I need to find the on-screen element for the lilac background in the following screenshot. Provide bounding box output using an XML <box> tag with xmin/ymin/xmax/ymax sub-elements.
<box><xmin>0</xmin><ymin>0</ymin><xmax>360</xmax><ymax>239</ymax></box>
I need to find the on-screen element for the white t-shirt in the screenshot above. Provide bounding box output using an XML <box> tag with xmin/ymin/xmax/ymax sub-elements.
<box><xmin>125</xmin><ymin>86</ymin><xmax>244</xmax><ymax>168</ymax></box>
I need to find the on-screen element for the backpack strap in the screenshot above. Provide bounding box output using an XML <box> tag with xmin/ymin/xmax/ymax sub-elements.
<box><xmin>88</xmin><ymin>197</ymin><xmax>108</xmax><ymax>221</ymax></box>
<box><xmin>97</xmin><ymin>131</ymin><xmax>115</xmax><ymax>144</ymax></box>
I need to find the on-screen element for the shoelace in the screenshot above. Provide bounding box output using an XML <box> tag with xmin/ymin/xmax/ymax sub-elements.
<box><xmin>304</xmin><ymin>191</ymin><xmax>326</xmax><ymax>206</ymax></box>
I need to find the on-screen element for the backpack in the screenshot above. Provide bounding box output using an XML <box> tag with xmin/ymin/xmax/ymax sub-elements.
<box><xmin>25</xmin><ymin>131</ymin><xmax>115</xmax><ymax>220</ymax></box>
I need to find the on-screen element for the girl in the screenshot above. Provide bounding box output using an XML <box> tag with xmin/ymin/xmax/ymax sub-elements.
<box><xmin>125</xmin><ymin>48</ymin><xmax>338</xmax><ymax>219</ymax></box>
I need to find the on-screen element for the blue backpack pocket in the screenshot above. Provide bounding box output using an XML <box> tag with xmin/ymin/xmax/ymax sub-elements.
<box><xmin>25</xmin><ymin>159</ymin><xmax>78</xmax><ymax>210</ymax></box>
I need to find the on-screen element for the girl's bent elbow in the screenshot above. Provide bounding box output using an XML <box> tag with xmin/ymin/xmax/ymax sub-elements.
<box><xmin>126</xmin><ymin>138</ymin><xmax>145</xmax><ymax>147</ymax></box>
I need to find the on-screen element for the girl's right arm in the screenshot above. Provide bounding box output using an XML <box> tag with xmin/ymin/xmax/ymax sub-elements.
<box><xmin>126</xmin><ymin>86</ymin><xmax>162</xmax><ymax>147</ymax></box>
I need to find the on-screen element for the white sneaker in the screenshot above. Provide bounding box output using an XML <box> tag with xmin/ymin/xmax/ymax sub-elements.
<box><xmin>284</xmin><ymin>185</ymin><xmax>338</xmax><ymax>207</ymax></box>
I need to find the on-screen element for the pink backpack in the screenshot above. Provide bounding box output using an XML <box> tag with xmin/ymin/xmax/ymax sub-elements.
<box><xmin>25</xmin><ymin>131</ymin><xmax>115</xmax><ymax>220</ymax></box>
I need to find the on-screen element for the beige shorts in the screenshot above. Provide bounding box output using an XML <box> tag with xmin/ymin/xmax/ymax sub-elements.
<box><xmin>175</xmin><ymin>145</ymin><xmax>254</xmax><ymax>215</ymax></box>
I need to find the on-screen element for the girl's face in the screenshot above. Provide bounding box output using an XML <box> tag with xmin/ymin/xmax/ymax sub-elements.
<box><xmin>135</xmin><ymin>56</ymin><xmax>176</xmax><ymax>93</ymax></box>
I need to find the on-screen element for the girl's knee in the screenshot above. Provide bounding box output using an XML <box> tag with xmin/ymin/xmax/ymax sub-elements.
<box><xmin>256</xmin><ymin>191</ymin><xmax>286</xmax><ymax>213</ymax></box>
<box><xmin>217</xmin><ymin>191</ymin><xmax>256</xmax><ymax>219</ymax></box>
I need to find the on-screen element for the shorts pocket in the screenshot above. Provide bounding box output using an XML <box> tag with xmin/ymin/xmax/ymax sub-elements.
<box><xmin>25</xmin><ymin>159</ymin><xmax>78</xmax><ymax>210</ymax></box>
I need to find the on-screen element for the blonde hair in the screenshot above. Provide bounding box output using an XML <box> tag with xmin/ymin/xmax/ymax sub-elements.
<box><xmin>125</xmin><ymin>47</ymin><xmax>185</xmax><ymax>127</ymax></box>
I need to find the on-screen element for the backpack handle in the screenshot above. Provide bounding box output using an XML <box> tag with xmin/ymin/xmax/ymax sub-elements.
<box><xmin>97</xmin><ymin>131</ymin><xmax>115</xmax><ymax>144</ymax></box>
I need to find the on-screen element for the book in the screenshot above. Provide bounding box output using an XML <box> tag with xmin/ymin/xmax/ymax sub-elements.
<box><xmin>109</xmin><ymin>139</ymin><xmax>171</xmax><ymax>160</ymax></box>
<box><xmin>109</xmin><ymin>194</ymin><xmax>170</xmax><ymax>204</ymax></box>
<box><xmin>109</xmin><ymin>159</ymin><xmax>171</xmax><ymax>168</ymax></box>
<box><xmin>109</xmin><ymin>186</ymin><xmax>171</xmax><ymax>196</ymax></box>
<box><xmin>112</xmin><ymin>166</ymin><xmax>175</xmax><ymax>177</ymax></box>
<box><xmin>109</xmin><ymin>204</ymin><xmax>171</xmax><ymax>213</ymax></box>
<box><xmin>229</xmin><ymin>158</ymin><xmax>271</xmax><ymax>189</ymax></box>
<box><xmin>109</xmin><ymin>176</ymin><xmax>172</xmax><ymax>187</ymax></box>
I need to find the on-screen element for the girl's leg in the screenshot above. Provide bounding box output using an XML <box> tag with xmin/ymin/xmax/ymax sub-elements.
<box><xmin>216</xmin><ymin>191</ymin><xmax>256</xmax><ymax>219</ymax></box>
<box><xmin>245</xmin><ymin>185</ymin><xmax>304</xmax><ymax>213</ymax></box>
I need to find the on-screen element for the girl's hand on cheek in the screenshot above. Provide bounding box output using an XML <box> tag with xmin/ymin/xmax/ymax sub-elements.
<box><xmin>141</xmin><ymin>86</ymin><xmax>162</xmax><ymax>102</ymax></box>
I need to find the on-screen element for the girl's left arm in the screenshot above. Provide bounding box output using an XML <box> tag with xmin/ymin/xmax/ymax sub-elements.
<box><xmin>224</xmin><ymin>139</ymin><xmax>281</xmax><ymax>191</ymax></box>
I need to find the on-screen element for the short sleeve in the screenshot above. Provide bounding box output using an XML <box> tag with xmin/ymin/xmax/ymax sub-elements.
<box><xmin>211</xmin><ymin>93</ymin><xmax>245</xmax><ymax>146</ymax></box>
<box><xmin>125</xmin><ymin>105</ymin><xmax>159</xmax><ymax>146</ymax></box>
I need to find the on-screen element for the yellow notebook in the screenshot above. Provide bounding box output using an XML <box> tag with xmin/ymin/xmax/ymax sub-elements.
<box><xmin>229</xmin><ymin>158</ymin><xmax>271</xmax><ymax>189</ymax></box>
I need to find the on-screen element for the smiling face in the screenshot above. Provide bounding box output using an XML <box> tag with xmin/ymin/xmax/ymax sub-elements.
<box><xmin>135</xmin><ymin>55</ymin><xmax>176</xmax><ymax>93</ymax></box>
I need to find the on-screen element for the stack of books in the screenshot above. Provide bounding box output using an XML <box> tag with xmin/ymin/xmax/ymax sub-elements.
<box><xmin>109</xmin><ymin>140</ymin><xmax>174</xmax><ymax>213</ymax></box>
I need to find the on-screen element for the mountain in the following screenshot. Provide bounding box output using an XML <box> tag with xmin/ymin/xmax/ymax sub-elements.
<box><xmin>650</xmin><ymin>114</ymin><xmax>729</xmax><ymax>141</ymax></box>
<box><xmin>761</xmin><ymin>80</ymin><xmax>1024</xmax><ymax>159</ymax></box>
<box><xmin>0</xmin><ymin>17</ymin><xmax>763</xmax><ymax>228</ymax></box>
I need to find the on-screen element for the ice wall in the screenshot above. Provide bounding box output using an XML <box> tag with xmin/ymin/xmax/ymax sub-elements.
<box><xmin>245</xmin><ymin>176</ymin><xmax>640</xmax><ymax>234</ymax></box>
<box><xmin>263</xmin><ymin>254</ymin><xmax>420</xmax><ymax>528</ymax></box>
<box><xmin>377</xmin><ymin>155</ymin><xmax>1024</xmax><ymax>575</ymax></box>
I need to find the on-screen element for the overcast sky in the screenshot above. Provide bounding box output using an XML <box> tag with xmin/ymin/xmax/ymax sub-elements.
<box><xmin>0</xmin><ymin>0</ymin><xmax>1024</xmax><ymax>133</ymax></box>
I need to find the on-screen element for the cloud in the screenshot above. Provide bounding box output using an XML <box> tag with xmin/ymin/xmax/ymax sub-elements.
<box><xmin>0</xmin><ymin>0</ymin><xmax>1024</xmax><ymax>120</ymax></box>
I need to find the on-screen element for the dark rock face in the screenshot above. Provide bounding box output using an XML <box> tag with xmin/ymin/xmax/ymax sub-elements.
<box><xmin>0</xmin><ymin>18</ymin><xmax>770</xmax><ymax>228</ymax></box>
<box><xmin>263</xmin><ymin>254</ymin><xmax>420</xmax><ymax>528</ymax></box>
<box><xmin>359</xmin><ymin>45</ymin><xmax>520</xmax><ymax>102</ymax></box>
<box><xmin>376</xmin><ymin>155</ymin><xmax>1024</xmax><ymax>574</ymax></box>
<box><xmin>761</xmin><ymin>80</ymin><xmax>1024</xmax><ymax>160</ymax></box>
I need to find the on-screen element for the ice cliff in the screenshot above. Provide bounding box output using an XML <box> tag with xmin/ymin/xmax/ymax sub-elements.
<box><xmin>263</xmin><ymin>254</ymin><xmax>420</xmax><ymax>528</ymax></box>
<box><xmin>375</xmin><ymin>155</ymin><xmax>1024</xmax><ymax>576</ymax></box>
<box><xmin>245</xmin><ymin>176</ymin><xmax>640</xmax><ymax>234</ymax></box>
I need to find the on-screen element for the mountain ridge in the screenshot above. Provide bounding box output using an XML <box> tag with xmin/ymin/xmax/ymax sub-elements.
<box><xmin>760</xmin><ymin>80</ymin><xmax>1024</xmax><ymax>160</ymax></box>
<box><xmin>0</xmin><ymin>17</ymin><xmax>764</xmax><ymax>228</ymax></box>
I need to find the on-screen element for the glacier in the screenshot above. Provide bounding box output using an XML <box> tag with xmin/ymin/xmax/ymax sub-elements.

Task:
Return, unchanged, every line of the material above that contains the word "face".

Response to the exercise:
I need to find the on-screen element for the girl's face in the screenshot above. Provide bounding box output using an XML <box> tag with xmin/ymin/xmax/ymax sub-elements.
I need to find the on-screen element for the smiling face in the screenshot above. Provide bounding box output using an XML <box> tag with xmin/ymin/xmax/ymax sub-elements.
I need to find the on-screen element for the dark rock face in the screenshot above. Provide bounding box output using an XML <box> tag with xmin/ymin/xmax/ymax sub-elements.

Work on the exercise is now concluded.